## Exercise instructions
A. Answer these questions from the text on politics:
(i) What name does the writer give to the important section of the professional middle classes?
(ii) Which party has displaced Labour as the dominant party in Scotland?
(iii) Which era does the writer call the last flowering of the alliance in the case of the Labour Party?
B. List every political party named in the text on politics.
* Begin Extracted text *
Politics

Politics isn’t really about personalities. They’re just the puppet show. And politics isn’t really about ideas either, or not in the way some people seem to think. It’s about alliances. It’s about putting together coalitions of different classes or interest groups. Each group has its own ideas, its own story it tells itself, and the trick is to find some overarching idea or story which connects with enough of these different stories to allow a variety of groups to buy into it.

Historically in Britain, the Labour Party managed to be the titular party of the industrial working class but also the party of an important section of the professional middle classes, the delicado class as I have called them*. (The Democratic Party in America managed a similar alliance in the twentieth century, though it has presided over many different groupings in its two hundred year history). This is not to say that the delicados and the industrial working class see the world in the same way -they obviously don’t- or that they have the same priorities or the same values, but they had enough common interests and common enemies to make it possible to construct a story that both could buy into. It was a story, I suppose, about using the state to make society fairer, and to reduce the power of inherited privilege, which had an appeal to both these groups, though for different reasons.

I would say the last flowering of this alliance in the case of the Labour Party was the Blair era. Blair was able to draw in a substantial number of new middle class voters who had previously voted Tory, while still retaining the traditional industrial working class vote. (My feeling is that he didn’t actually earn the latter, but was able to benefit from historical loyalties which had yet to fade.)

I think recent electoral politics in Britain have shown that this old alliance no longer holds. In Scotland, Labour has been displaced as the dominant party by the SNP (I don’t know enough about Scotland to understand the alliance which this represents, but clearly it has drawn support from both of Labour’s traditional constituencies). In England, the Brexit vote and the recent election show that Labour can no longer take for granted the support of the voters it was originally set up to represent. The Conservatives have managed to find a story -and like the SNP’s, it is a story about nationhood and independence- which suits many of these voters better. A new alliance is forming between the non-delicado section of the middle class, and the old working class.
* End Extracted text *
* Begin Data excerpts *
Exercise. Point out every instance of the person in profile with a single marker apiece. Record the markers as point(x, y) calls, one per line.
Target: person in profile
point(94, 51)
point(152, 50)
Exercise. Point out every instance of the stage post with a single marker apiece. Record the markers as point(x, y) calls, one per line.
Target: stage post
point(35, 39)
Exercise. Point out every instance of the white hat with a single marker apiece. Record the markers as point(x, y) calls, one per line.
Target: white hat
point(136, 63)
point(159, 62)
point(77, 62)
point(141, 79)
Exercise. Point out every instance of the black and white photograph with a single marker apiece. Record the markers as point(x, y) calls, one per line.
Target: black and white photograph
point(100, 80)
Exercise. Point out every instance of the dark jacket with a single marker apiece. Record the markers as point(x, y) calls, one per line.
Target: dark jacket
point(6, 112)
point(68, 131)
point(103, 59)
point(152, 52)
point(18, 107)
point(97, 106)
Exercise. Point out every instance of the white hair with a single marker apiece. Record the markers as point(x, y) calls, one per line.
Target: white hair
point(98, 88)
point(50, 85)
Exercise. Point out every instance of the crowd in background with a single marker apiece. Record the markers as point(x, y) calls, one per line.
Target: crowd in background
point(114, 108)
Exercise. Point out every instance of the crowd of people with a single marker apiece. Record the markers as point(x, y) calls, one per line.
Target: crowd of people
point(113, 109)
* End Data excerpts *
* Begin Data excerpts *
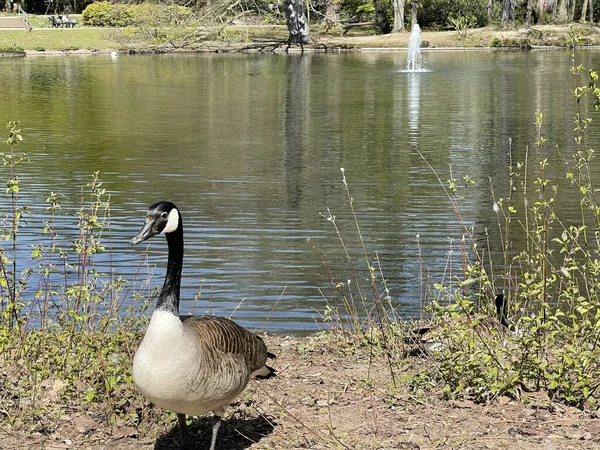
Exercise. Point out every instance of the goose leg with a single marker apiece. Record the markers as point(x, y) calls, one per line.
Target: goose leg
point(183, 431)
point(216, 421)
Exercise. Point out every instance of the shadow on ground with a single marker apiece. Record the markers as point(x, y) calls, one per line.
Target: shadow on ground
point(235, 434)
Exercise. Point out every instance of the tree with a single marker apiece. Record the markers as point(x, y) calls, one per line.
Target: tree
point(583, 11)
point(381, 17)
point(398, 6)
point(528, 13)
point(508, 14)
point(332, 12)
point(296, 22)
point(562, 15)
* End Data excerpts *
## Solutions in order
A.
(i) The delicado class
(ii) The SNP
(iii) The Blair era

B. The Labour Party, the Democratic Party, the Conservatives (also called Tory), and the SNP.